***** Document excerpt

I mean, what would you do if your father threatened to sell your birthright?
A long-time dream and intensive project of director/writer/co-producer Jim Schneider, the film is replete with a broken father (literally), a wise and loving grandfather, and a mother who takes way too long to recognize that her son’s inheritance does not come automatically, that she actually has to participate in the transfer (she waits tables for a living, but finds it hard to serve her family when she is needed). The schoolmate of the boy, emphasizing the outlook of their generation, takes everything in stride as if all is perfectly normal, though it is far from mundane. She is as solidly in the moment as is her friend. I hope that our coming generation really is as depicted here – quite able to tackle what we are passing along to them.
The music composed and performed by Andy Fite is tremendous. Production design by Gary Kosko is a blend of nature and middle American, woodsy without being rustic, down to the perfect treehouse. And cinematography by Mary Barr, and all the wonderful actors – especially young Jocelyn Bowser, who played Jack’s classmate, and Cotter Smith who played the grandfather – mixed together by producers Jack Davis and Jim Schneider create a film that will take you in, hold you, and open your eyes.

**********
***** Given material

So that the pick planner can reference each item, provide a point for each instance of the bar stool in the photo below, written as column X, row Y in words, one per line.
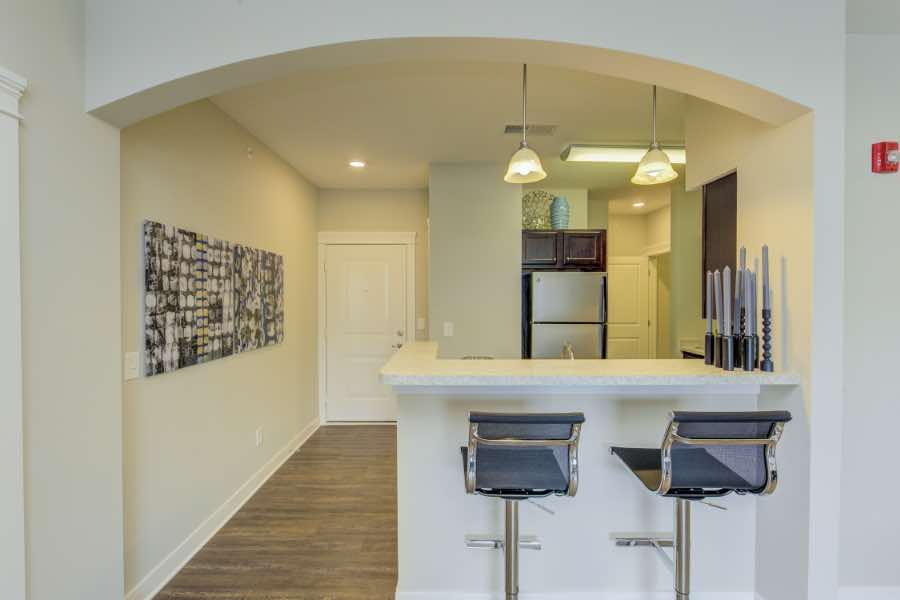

**********

[Prompt] Pick up the review of Jim Schneider's film from its last sentence and keep writing it.

[Answer space]
Are we born knowing what’s right and what’s wrong? Must it pass actively from generation to generation, or do we inherit it as a part of our genes? And can the third generation wrest its inheritance from the second generation’s damnation of it?
This is a poignant film with outstanding designers, cast, and crew. Look for it in the film festivals and independent theaters coming soon.
The microcosm is well defined, and it’s not always clear what the characters will or should do. In the macrocosm, viewing from our own perch in the treehouse, we recognize ourselves taking pointless positions with lame excuses. Maybe the real (dilemma) is figuring out exactly what that birthright is.
Isn’t this planet our collective birthright? If only we hadn’t misplaced that deed.